*Problem set:*
1. In the Christmas tree essay, what is the trunk of the family's tree compared to?
2. Pick up the Christmas tree essay after its last sentence and keep writing.
* BEGIN Page excerpt *
Cindy Lou Who is always cute (though she now plays in a punk rock band) and the Grinch’s heart is in a perpetual state of growth because Christmas isn’t about the presents, it’s about friends. There is always a kid in the street ready to get the biggest goose in the world from the butcher shop down the street and Tiny Tim is always tiny and he always lives, but there is no mention of that other thing, the X of the season.
Washed up and drug addicted singers are constantly singing of the baby Jesus or new shoes or wanting Santa Baby to give them something expensive and Michael Jackson is always freaked out because his mom is making out with Santa next to the Christmas tree (wrap your head around that one and see if it doesn’t explain a lot of things).
The avalanche of Christmastide is continual and relentless from the day the month chimes November and doesn’t stop until I get to the point where I wish Jesus had never been born and then I realize that this season has nothing to do with Jesus and I swear that next year I will donate all the money I would have spent on Christmas to an orphanage in Bangladesh and then I have a hot buttered rum and things somehow get better.
And there is always the ever present Christmas tree. Some of our biggest disagreements have had to do with the Christmas tree. The “issue” rears its ugly head the moment we all pile into the car and head out to wrangle us a Christmas tree. For some reason, every year, Dream Crusher has this idea that our Christmas tree needs to be the size of a small topiary – just tall enough so that we can smile for the camera as we put the angel on top without standing on a chair.
Her husband and children, who are thankfully made of sterner, Irish stock, have dreams of vast vistas of Christmas trees that need extension ladders in order to put the angel on the peak. Since we are legion we get our way. In Dream Crusher’s mind she’s trying to keep the leg lamp out of the window, except that our lamp is a Christmas tree with a trunk the size of an East German woman’s thigh – a thigh so massive that it needs to be tied to the beams in the living room to keep it upright.
Last year’s Christmas tree was a definite low water mark in our marriage and almost caused the cancellation of Christmas in the O’Bryan household. Weeks before we were to get our evergreen object of worship, Dream Crusher began her annual campaign for a slightly smaller tree. But all I heard when she brought up the Christmas tree was something on the order of blah, blah, blah tiny tree, blah, blah, blah microscopic tree. I’m sure she had her reasons for not wanting a big tree, but I had a hard time hearing myself think with all that yakking going on.
* END Page excerpt *
* BEGIN Data lines *
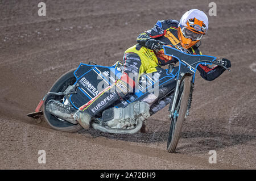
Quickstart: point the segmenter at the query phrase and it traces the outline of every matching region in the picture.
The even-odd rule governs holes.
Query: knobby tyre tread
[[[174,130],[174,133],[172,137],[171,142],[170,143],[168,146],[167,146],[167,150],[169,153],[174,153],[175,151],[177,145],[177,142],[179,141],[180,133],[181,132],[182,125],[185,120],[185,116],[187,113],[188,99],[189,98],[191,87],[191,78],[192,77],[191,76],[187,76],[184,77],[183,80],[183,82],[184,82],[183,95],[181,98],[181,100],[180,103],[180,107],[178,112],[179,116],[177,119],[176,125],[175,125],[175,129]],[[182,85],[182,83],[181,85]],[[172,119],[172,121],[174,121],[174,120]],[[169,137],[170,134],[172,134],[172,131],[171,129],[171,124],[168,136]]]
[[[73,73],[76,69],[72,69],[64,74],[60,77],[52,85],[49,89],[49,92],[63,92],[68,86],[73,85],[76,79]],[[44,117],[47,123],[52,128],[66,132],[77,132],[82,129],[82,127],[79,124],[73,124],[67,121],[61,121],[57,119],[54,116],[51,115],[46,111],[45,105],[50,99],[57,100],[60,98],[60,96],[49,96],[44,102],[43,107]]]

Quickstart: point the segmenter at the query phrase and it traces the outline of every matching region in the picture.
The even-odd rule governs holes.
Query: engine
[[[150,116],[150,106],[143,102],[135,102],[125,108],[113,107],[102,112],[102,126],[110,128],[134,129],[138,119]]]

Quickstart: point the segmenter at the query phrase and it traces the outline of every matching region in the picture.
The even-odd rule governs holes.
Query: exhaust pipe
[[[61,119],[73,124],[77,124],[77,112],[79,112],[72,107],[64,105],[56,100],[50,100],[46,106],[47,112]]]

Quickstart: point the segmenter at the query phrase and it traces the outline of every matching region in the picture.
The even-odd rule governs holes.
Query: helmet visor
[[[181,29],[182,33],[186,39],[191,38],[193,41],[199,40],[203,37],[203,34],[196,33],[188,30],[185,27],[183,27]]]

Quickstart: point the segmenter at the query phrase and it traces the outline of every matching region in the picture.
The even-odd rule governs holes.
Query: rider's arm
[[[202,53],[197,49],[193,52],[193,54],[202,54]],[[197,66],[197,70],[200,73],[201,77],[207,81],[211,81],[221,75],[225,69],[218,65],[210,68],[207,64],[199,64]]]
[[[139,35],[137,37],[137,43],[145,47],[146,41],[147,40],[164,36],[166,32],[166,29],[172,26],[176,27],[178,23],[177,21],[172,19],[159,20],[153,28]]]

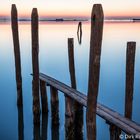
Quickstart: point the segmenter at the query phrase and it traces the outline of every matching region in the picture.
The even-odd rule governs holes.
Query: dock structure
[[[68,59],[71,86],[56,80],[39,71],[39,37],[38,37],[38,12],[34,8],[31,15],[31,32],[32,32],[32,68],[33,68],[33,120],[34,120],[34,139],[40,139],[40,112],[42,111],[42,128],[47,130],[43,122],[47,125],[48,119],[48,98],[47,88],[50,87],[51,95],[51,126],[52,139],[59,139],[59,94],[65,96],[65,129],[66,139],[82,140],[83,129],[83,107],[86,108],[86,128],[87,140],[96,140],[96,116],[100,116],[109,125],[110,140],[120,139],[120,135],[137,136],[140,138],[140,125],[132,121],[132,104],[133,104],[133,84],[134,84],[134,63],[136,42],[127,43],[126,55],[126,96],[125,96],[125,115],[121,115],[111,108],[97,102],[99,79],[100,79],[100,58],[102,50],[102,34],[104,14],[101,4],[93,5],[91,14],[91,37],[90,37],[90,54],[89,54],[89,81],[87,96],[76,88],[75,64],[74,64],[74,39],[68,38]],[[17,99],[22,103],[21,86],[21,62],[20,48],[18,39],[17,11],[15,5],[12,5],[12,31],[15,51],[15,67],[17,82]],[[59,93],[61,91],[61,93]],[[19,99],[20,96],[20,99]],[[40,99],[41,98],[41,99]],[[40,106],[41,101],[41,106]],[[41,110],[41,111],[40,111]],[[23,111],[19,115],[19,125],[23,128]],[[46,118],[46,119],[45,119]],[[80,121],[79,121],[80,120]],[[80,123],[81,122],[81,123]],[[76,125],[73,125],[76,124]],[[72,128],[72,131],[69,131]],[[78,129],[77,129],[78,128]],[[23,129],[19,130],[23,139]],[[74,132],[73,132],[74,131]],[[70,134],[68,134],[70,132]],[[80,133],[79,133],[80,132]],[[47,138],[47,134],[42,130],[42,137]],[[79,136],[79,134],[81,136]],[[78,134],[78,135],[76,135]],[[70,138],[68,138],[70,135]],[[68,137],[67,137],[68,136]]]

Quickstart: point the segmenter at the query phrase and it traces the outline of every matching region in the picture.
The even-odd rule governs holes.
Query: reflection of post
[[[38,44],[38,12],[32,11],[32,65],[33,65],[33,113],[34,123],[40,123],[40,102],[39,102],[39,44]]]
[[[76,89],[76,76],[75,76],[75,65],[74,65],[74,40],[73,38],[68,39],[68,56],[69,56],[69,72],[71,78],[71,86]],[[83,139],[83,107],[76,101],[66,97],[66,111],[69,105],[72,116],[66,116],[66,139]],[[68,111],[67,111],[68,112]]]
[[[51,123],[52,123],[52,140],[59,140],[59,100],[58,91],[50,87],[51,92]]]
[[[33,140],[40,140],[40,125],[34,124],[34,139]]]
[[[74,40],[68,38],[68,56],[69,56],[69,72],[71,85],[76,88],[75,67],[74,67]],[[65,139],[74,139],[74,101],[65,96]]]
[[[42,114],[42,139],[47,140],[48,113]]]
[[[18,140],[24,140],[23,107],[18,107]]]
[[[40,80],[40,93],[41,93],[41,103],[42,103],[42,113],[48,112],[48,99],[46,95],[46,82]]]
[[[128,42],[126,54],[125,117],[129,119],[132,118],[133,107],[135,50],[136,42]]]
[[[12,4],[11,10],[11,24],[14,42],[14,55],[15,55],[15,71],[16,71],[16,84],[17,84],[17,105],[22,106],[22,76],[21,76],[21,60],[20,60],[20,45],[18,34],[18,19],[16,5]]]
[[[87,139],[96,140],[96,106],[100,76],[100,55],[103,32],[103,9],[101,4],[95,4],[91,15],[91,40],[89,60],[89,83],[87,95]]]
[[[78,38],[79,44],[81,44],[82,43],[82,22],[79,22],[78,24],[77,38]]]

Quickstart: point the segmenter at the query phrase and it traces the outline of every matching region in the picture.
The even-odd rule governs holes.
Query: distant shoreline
* END Data lines *
*Replies:*
1. An East German woman's thigh.

2.
When the time came to finally get the tree and we were pounding holes in the snow with our feet out on the tree ranch, I realized that this was one dream that wasn’t going to be crushed for we had inadvertently stumbled onto the secret steroid tree farm where all the trees were the size of Redwoods. Kelly begged us to turn around and allow her to buy one from the tree lot. I was having none of it. We were on an adventure. We were making memories. You don’t get memories from a stinking tree lot! Besides, for some strange reason, in that expanse of sky, all of the trees looked amazingly reasonably sized.
The kids and I picked out a remarkable tree that like King Saul, stood head and shoulders above all the others. I plopped onto my back and shimmied under the tree to get at the trunk with the saw.
“John?” D.C. asked in a quavering voice. “Are you sure this is the tree we want? I can’t see your feet.”
It was too late. The proverbial axe was already laid against the trunk and i was already on my back sawing like a madman. There was a loud crack like a howitzer had gone off next to my head and the tree started to tilt.
I yelled “Timber!” but I was so muffled by the branches that I knew no one could hear me and I prayed they would run in the right direction. When the tree crashed to the ground I felt like I had received an answer to the age old question of whether a tree makes a sound in the forest if no one is there to hear it.
It took a good thirty minutes to drag the beast to our Subaru and then another ten to wrestle it onto the roof. The entire body of the car sagged and moaned as the tree engulfed our tiny red Forester. I climbed through the back and rolled down all the windows so I could lace the rope through the interior because roof rack was completely hidden and useless. There was a small group of children that I heard ask their parents why they weren’t getting a man-sized tree like our family had. I felt an immense sense of pride when I eased the car slowly out of the ranch, like I had just killed and skinned a moose and was bringing it home for the family to feed on all winter. Subaru even used the picture of our tree topped Forester to demonstrate how awesome Subaru owners are (true story).
When we got home I had everyone stand back while I cut the cords holding the tree to the car. They loosed with a twang like a baby grand piano wire snapping. The tree leapt from the roof like a freed criminal and took out a rose bush and a gutter downspout before it rolled to a stop next to the front porch.
Undaunted, I trimmed the excess branches off the trunk so I could attach the plastic tree stand. It should have concerned me when I counted the tree rings and it turned out to be older than I was, but manliness is blind, and with the help of my chainsaw and some judicious trimming I was able to finally sledgehammer the stand to the end of the trunk. The kids quickly tightened the “thumb screws” as I leaned against it.
Everyone helped push and pull the baby Sequoia through the front door. Everyone, that is, but Kelly. She was still lobbying (translated as beseeching ) me to take the vile creature away from her house and return it for a full refund, minus shipping and handling of course. On we went (ignoring her pleas), sounding like a rowing crew manning the oars, chanting “pull, pull, pull.” With each chant the tree inched closer to its final resting place, taking molding and paint along with it until with a loud whoosh the branches, trunk and all were lying on its side in the living room.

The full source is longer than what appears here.